What needs to be done:
Could you reproduce the lines below from the one with "Target to segment: blue jeans" through the one with "Target to segment: yellow safety line"? Keep both ends and add nothing.

== Records for this exercise

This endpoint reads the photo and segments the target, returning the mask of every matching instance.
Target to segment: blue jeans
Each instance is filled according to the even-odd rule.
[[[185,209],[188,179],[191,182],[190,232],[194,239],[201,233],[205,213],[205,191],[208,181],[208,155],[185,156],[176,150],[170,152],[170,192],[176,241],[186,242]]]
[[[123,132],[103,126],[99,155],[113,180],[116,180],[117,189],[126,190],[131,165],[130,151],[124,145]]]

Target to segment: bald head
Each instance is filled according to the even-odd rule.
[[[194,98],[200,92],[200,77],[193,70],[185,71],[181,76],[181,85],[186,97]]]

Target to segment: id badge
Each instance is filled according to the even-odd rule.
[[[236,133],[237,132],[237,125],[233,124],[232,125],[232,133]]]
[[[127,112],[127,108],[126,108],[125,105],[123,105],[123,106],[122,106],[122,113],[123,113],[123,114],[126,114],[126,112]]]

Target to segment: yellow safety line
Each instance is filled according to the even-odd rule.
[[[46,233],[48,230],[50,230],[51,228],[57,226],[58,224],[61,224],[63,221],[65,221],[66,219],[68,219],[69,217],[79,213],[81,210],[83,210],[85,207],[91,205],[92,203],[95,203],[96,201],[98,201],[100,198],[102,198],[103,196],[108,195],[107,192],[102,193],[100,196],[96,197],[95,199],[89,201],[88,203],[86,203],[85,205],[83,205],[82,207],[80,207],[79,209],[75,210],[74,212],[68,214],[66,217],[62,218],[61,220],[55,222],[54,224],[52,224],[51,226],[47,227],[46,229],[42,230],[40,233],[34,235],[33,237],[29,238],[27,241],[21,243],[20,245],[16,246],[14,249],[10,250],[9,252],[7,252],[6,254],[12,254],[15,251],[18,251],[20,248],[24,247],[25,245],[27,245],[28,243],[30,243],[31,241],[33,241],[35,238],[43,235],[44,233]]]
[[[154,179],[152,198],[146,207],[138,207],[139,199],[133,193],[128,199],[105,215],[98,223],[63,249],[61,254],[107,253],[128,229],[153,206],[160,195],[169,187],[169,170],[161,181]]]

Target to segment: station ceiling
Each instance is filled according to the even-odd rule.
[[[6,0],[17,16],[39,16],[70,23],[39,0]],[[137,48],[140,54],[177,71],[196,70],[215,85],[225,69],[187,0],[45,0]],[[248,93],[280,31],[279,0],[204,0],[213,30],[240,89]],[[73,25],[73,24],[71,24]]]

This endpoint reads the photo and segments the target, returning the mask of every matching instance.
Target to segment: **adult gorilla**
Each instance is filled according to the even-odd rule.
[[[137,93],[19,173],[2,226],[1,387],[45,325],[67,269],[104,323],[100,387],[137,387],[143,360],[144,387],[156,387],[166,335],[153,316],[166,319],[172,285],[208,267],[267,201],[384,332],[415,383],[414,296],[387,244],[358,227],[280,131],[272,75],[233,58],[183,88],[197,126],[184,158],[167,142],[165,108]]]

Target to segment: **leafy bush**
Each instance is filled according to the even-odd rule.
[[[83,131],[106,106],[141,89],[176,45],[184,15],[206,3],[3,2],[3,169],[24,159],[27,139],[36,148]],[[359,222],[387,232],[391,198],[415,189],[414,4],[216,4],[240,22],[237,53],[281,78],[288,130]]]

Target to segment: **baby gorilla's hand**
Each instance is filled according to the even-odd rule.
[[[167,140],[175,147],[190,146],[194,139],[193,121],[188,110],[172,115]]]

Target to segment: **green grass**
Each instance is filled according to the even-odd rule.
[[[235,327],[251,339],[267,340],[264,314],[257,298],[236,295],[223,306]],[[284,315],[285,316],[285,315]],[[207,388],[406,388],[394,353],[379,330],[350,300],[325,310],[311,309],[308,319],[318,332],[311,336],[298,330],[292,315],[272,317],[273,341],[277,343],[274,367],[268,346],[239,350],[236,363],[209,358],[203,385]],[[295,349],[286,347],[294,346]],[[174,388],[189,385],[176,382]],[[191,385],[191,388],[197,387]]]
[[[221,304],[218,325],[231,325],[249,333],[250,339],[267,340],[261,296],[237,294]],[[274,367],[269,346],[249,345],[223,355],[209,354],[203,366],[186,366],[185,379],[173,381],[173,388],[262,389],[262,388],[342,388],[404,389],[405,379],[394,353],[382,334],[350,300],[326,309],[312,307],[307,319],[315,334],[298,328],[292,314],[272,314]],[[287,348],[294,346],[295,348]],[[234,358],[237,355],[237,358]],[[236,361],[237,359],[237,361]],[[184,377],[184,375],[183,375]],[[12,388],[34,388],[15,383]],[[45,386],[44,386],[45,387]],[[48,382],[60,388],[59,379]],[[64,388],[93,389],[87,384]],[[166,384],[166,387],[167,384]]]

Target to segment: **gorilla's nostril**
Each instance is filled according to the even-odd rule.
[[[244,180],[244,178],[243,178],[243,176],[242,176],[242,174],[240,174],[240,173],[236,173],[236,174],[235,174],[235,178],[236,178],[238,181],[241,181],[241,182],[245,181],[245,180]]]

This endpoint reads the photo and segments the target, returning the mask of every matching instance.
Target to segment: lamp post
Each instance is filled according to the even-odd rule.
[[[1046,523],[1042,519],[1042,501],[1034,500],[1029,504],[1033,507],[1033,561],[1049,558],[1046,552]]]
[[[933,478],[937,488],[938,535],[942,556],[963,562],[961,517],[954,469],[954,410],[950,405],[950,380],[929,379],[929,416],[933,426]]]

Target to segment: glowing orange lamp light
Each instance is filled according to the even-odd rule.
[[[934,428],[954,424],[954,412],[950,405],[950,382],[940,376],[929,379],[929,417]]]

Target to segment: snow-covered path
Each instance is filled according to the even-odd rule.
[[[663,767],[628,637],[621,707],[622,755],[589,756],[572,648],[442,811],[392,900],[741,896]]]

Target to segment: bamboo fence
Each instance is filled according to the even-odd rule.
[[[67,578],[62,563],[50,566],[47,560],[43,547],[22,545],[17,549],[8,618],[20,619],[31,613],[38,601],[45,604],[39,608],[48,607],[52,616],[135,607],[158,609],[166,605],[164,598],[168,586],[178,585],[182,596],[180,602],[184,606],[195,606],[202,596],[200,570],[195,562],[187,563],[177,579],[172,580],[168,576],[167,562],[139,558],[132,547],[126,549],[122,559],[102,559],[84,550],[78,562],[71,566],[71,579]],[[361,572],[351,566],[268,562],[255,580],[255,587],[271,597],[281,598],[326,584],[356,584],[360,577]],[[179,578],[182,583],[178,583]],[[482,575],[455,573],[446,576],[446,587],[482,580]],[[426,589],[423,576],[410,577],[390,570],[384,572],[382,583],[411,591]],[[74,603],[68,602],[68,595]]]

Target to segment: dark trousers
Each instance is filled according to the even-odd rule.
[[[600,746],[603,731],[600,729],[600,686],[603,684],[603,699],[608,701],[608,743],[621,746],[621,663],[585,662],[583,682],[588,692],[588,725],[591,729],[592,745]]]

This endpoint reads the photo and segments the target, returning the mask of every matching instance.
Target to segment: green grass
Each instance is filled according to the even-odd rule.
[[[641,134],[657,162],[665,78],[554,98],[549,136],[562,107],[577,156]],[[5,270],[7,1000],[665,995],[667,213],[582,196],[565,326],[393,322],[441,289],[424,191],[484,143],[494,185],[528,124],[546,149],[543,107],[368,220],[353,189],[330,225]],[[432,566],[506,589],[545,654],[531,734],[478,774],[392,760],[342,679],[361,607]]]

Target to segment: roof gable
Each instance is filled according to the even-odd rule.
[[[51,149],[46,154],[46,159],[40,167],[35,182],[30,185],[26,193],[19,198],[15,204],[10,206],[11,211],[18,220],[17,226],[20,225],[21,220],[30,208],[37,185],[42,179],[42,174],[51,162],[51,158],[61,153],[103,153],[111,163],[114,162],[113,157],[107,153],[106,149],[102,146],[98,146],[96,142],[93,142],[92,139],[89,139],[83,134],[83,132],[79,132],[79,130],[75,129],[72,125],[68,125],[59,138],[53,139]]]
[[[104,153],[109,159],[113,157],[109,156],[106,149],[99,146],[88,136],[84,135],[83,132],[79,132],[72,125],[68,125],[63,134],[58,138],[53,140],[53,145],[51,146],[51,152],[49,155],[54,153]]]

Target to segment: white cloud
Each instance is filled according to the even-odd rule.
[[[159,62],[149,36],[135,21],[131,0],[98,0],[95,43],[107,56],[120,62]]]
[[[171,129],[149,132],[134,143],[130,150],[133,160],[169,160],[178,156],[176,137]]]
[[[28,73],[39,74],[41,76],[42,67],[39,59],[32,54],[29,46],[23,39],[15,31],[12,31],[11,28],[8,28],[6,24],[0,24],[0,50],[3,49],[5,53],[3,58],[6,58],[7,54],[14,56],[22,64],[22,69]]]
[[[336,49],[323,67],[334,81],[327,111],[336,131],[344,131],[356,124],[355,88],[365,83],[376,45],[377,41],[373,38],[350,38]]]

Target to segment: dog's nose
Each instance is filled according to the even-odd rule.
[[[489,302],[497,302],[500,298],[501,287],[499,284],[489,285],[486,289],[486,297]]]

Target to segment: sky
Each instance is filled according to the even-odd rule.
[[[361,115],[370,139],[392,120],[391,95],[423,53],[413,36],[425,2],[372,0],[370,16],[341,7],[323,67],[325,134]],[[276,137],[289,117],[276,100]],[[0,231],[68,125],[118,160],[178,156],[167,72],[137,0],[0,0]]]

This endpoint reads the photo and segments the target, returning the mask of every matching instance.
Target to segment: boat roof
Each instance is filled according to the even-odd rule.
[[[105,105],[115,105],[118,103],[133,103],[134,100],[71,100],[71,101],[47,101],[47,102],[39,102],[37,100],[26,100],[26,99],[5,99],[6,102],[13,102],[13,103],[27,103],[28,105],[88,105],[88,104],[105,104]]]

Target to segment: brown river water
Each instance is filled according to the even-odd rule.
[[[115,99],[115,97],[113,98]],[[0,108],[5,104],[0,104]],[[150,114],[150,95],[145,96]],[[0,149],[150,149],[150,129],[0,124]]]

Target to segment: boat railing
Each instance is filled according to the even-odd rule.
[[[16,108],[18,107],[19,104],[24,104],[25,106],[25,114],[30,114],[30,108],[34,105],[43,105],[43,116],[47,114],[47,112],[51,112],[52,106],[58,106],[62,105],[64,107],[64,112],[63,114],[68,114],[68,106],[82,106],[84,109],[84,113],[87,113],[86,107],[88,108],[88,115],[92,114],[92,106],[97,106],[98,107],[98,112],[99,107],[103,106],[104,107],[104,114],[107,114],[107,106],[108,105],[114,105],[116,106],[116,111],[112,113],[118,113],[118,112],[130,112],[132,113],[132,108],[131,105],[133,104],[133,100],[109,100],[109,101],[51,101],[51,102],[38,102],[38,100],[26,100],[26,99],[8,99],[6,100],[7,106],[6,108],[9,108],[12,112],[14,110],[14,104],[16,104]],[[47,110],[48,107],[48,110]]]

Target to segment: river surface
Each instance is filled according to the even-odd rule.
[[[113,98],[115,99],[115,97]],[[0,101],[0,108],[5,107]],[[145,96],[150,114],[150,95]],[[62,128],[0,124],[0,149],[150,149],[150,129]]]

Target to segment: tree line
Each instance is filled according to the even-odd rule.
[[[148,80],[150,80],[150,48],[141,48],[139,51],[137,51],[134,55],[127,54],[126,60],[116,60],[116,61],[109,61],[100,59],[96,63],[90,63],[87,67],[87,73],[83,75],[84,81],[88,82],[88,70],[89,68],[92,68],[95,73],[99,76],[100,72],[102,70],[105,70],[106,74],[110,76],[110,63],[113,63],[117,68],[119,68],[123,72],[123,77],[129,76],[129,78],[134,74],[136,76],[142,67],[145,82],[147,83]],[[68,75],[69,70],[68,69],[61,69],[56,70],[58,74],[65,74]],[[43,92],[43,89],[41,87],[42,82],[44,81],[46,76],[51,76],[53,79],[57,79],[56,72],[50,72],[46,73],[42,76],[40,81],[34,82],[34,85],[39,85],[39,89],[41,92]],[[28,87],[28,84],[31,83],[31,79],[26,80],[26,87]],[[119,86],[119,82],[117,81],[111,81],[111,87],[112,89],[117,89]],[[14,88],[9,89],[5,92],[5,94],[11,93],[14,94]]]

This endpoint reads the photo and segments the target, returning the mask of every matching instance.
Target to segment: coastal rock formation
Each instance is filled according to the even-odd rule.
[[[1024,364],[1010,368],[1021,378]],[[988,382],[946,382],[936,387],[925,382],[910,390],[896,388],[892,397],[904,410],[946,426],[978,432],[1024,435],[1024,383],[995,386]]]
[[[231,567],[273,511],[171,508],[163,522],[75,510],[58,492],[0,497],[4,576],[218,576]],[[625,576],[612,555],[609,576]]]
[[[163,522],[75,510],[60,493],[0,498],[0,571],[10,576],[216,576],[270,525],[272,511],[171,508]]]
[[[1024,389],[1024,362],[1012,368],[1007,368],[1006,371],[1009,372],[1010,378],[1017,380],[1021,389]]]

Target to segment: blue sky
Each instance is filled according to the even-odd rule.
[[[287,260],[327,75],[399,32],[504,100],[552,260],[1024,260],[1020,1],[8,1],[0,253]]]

====

Response to the exercise:
Target to segment: blue jeans
Each instance is filled according to the even-odd rule.
[[[185,209],[188,179],[191,182],[190,232],[194,239],[201,233],[205,213],[205,191],[208,181],[208,155],[185,156],[176,150],[170,152],[170,192],[176,241],[186,242]]]
[[[123,132],[103,126],[99,155],[113,180],[116,180],[117,189],[126,190],[131,165],[130,151],[124,145]]]

Target to segment: bald head
Each instance is filled according to the even-odd rule.
[[[194,98],[200,92],[200,77],[193,70],[185,71],[181,76],[181,85],[186,97]]]

Target to segment: id badge
Each instance is filled according to the even-odd rule.
[[[236,133],[237,132],[237,125],[233,124],[232,125],[232,133]]]
[[[127,112],[127,108],[126,108],[125,105],[123,105],[123,106],[122,106],[122,113],[123,113],[123,114],[126,114],[126,112]]]

Target to segment: yellow safety line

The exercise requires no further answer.